------ Given passage
A U.S. military spokesman for the anti-Islamic State coalition in Iraq, Col. Steve Warren, announced Tuesday that the Iraqi army is ready to retake the city of Ramadi. According to information leaked to reporters, Iraqi forces have moved to about 14 kilometers (9 miles) from the city's outskirts and an assault against Islamic State positions is likely imminent. Washington is reportedly pushing for the Iraqis to retake the city as quickly as possible. Baghdad and Washington are both in need of a victory against the Islamic State; Washington needs to demonstrate success in the face of growing Russian involvement in the Middle East, and Iraqi Prime Minister Haider al-Abadi's government is beleaguered by a growing protest movement, budget shortfalls and disintegrating ties between Iraq's Shiite, Sunni Arab and Kurdish populations.
Sixteen months after Mosul fell to the Islamic State, Iraq remains in a precarious position. Declining oil prices have removed Baghdad's most salient tool — petrodollars — for dealing with competing minority demands. Despite their own oil reserves, the Kurds have been unable to reverse the economic decline that played a part in sending their political climate into disarray.
Baghdad has struggled to regain control of Ramadi since the Islamic State advanced in May 2014, and the group's position in Anbar province has both created and exacerbated tension between Iraq's Sunni Arabs and Baghdad. Sunni Arab tribes have long pushed for formal inclusion in the Iraqi military through the creation of a national guard — something Baghdad has traditionally rejected, often at the behest of Shiite militias and their patrons in Iran. Without greater Sunni Arab participation in the fight against the Islamic State, the Iraqi side of the campaign has largely stalled in recent months; Iranian-backed Shiite elements and the remnants of the Iraqi military have found it difficult to push northward past Salahuddin province. The Islamic State's Iraqi stronghold of Mosul, dangerously close to the southern boundaries of Iraq's oil-rich Kurdish region, has thus remained beyond Iraqi forces' reach.
------------
» **Tasks**:
1. Replace "beleaguered" with "troubled" in the article on Iraq's push to retake Ramadi, writing out the text from "A U.S. military" up to and including "and Kurdish populations.".
2. Write the next part of the article on Iraq's campaign against the Islamic State, picking up after its final sentence.
The lines after this text are unrelated to it and have no role here.
------ Material
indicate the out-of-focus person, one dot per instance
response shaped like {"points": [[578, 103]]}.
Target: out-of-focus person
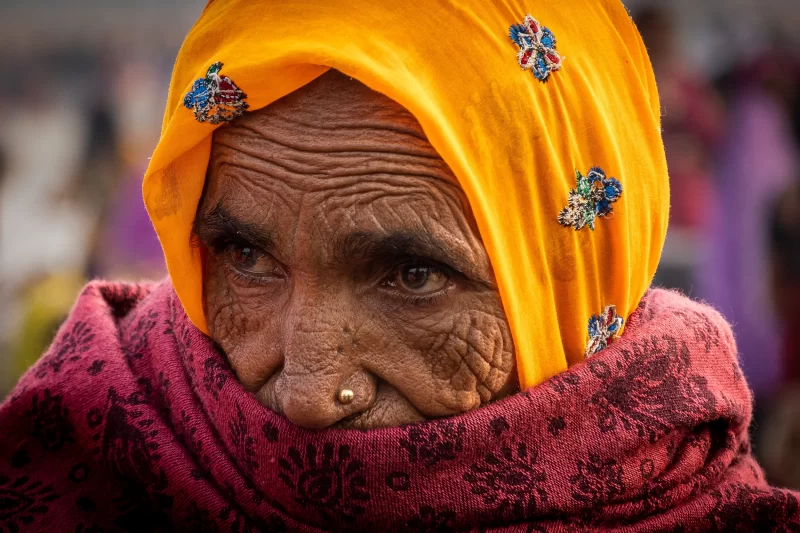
------------
» **Expected responses**:
1.
A U.S. military spokesman for the anti-Islamic State coalition in Iraq, Col. Steve Warren, announced Tuesday that the Iraqi army is ready to retake the city of Ramadi. According to information leaked to reporters, Iraqi forces have moved to about 14 kilometers (9 miles) from the city's outskirts and an assault against Islamic State positions is likely imminent. Washington is reportedly pushing for the Iraqis to retake the city as quickly as possible. Baghdad and Washington are both in need of a victory against the Islamic State; Washington needs to demonstrate success in the face of growing Russian involvement in the Middle East, and Iraqi Prime Minister Haider al-Abadi's government is troubled by a growing protest movement, budget shortfalls and disintegrating ties between Iraq's Shiite, Sunni Arab and Kurdish populations.

2.
The Kurdish peshmerga, many armed and trained by the United States, have been largely successful in managing their border against Islamic State incursions. However, like Iraq's Sunni Arabs, the peshmerga are uneasy about working with Baghdad. Security concerns, mounting debts and financial shortfalls are taking their toll on Arbil, where a longstanding debate over extending Kurdish President Massoud Barzani's term has devolved into an imbroglio involving the ousting of the reform-minded Gorran coalition from the government. Barzani faces stiff opposition from the Kurdistan Democratic Party's political rivals. Though he is attempting to break out of the impasse by kicking Gorran out of the government and hoping to strike a bargain with the Patriotic Union of Kurdistan and Kurdistan Islamic Union, the move is likely to backfire and create even more room for Iran, which has tight links with Gorran, to push back against Barzani and, by extension, Turkey.
Iraq's Shiites are also experiencing internal conflict, including an anti-corruption movement that began in August holding weekly protests to demand reform in Baghdad. Shiite political forces of all stripes are poised to expand their influence in the Iraqi capital as al-Abadi struggles to accommodate competing sectarian and ethnic interests as well as Russian, Iranian, Turkish and Gulf Arab machinations. The Iraqi government announced Oct. 11 that it was sacking plans to issue a debt tender for $6 billion to $7 billion because of excessively high interest payments that Baghdad would be unable to afford. In recent weeks, rumors have emerged of Gulf Arab or even U.S. loans to Baghdad in addition to emergency funding the International Monetary Fund provided earlier in the year.
The Iraqi government is in need of a victory, but if previous offensives against Islamist State positions are any indication, the Iraqi army and allied Shiite militias do not have an easy task ahead of them. U.S. pressure on Iraq to press ahead on Ramadi might indicate increased U.S. air and logistical support for the Iraqi army, especially since Washington is re-evaluating its Iraq and anti-Islamic State strategies as Russia lends support to the Syrian government. The United States is also preparing to deliver the second half of a long-delayed shipment of F-16 fighter aircraft to Baghdad as part of Washington's attempts to maintain its own influence in Iraq. The U.S. push for Iraqi troops to retake Ramadi certainly highlights the larger struggle in Iraq and the region as each country attempts to use Iraq's current struggles for its own ambitions. As Tehran works to maintain its patron-client relationship with Baghdad, both Turkey and the Gulf Arab states, led by Saudi Arabia, are looking to strengthen ties with Iraq's Kurdish and Sunni Arab populations.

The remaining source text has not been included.